**WORK TO COMPLETE:** Only the line containing "of the green" and the lines after it, up to the end of the listing, should be written out, each exactly as given.
• • • •
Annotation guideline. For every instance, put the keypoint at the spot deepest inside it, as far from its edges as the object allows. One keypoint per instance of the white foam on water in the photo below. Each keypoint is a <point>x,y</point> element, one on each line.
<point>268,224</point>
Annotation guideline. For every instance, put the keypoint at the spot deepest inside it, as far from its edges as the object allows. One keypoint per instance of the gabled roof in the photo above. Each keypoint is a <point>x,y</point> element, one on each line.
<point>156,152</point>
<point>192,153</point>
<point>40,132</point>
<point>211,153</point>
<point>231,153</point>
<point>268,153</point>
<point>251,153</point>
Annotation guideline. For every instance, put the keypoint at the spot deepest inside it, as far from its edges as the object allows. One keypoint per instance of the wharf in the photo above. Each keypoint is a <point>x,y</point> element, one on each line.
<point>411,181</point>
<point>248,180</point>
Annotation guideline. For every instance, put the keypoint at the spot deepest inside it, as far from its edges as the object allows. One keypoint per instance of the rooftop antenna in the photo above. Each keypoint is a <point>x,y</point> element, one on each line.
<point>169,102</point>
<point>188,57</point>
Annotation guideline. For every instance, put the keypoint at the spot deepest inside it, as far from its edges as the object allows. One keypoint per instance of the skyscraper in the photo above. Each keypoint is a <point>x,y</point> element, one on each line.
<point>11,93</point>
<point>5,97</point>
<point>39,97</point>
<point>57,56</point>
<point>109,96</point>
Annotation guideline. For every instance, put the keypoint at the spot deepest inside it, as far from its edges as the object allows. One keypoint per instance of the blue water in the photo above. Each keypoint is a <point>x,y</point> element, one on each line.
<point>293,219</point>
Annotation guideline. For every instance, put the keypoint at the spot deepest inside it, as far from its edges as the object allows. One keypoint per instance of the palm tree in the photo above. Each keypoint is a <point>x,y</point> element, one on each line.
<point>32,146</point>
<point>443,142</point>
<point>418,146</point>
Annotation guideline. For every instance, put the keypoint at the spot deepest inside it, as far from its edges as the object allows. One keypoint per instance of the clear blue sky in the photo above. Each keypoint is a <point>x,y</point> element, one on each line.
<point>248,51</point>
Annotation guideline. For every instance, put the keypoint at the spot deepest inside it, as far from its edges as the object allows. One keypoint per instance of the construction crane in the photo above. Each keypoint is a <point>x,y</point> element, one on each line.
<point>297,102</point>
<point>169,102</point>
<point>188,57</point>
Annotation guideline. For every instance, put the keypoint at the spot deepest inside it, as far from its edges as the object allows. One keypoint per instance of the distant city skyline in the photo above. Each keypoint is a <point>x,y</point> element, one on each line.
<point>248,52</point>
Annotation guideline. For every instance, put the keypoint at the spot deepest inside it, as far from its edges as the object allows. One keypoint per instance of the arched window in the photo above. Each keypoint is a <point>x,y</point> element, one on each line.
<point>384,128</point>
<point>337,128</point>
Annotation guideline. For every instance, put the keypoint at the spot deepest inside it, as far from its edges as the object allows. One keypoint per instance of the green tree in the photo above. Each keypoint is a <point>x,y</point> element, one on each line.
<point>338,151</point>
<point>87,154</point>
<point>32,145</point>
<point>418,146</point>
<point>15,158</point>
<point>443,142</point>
• • • •
**WRITTEN RESPONSE:**
Annotation guideline. For every instance, put the keypoint at the spot deepest inside it, as far from its edges as the object allows. One keypoint per instance of the green tree in the photo above. Each keypoint is a <point>x,y</point> element, one on each line.
<point>338,151</point>
<point>87,154</point>
<point>32,145</point>
<point>418,146</point>
<point>15,158</point>
<point>443,142</point>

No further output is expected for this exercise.